* **Kurze Aufgabe 1**
Schreiben Sie aus dem Auszug über die Ablehnung der Beschwerdebehandlung den Abschnitt wortgetreu ab, der mit den Worten „Die Entscheidung über“ beginnt und mit „einheitlich beantwortet wird.“ schließt.

Die Entscheidung über den Aufwandersatz gründet sich auf die §§ 47 ff VwGG iVm der VwGH-Aufwandersatzverordnung 2008, BGBl. II Nr. 455.

Zu II.:

Gemäß Art. 131 Abs. 3 B-VG und § 33a VwGG kann der Verwaltungsgerichtshof die Behandlung einer Beschwerde gegen einen Bescheid des unabhängigen Bundesasylsenates durch Beschluss ablehnen, wenn die Entscheidung nicht von der Lösung einer Rechtsfrage abhängt, der grundsätzliche Bedeutung zukommt, insbesondere weil von der Rechtsprechung des Verwaltungsgerichtshofes abgewichen wird, eine solche Rechtsprechung fehlt oder die zu lösende Rechtsfrage in der bisherigen Rechtsprechung des Verwaltungsgerichtshofes nicht einheitlich beantwortet wird.

Die Beschwerde wirft - soweit sie sich gegen die Zurückweisung des Antrages des Beschwerdeführers, der Berufung aufschiebende Wirkung zuzuerkennen, richtet - keine für die Entscheidung dieses Falles maßgeblichen Rechtsfragen auf, denen im Sinne der zitierten Bestimmungen grundsätzliche Bedeutung zukäme. Gesichtspunkte, die dessen ungeachtet gegen eine Ablehnung der Beschwerdebehandlung sprechen würden, liegen nicht vor.

Der Verwaltungsgerichtshof hat daher beschlossen, die Behandlung der Beschwerde - soweit sie sich gegen die Zurückweisung des Antrages des Beschwerdeführers, der Berufung aufschiebende Wirkung zuzuerkennen, richtet - abzulehnen.

* **Einträge aus einer Datensammlung**

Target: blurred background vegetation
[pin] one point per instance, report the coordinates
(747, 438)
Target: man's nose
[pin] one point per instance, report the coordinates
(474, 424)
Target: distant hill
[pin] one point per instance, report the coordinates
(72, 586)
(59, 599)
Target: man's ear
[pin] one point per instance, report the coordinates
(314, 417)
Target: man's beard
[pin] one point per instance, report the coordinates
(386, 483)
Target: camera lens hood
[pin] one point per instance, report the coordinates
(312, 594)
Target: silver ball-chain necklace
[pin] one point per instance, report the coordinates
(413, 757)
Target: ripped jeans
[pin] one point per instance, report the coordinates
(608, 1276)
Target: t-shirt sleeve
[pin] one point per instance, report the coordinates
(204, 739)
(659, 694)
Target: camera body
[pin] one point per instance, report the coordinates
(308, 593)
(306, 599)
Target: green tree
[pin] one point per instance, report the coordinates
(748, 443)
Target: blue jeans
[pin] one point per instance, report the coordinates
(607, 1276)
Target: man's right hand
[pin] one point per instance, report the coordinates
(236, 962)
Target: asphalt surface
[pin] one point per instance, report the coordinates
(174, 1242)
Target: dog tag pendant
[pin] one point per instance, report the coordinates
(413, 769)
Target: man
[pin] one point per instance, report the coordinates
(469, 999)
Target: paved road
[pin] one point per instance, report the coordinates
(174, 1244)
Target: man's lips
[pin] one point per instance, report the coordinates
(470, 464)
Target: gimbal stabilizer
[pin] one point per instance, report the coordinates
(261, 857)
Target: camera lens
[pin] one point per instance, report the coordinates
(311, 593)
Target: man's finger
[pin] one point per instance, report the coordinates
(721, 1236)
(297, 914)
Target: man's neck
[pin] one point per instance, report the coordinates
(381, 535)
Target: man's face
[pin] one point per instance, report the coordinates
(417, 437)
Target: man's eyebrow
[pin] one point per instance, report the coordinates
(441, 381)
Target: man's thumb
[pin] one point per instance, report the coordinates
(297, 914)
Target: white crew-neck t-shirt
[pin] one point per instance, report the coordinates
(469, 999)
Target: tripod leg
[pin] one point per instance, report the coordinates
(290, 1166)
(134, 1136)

* **Kurze Aufgabe 2**
Übertragen Sie die Auflistung vom Anfang bis einschließlich der Zeile mit „(608, 1276)“ in eine CSV-Datei mit den Spalten „anfrage“ und „antwort“. Jede CSV-Zeile enthält den Wortlaut und die zugehörige Antwort, jeweils als ein Feld in Anführungszeichen, wobei Zeilenumbrüche durch Leerzeichen ersetzt werden.

* **Lösung 1**
Die Entscheidung über den Aufwandersatz gründet sich auf die §§ 47 ff VwGG iVm der VwGH-Aufwandersatzverordnung 2008, BGBl. II Nr. 455.

Zu II.:

Gemäß Art. 131 Abs. 3 B-VG und § 33a VwGG kann der Verwaltungsgerichtshof die Behandlung einer Beschwerde gegen einen Bescheid des unabhängigen Bundesasylsenates durch Beschluss ablehnen, wenn die Entscheidung nicht von der Lösung einer Rechtsfrage abhängt, der grundsätzliche Bedeutung zukommt, insbesondere weil von der Rechtsprechung des Verwaltungsgerichtshofes abgewichen wird, eine solche Rechtsprechung fehlt oder die zu lösende Rechtsfrage in der bisherigen Rechtsprechung des Verwaltungsgerichtshofes nicht einheitlich beantwortet wird.

* **Lösung 2**
anfrage,antwort
"Target: blurred background vegetation [pin] one point per instance, report the coordinates","(747, 438)"
"Target: man's nose [pin] one point per instance, report the coordinates","(474, 424)"
"Target: distant hill [pin] one point per instance, report the coordinates","(72, 586) (59, 599)"
"Target: man's ear [pin] one point per instance, report the coordinates","(314, 417)"
"Target: man's beard [pin] one point per instance, report the coordinates","(386, 483)"
"Target: camera lens hood [pin] one point per instance, report the coordinates","(312, 594)"
"Target: silver ball-chain necklace [pin] one point per instance, report the coordinates","(413, 757)"
"Target: ripped jeans [pin] one point per instance, report the coordinates","(608, 1276)"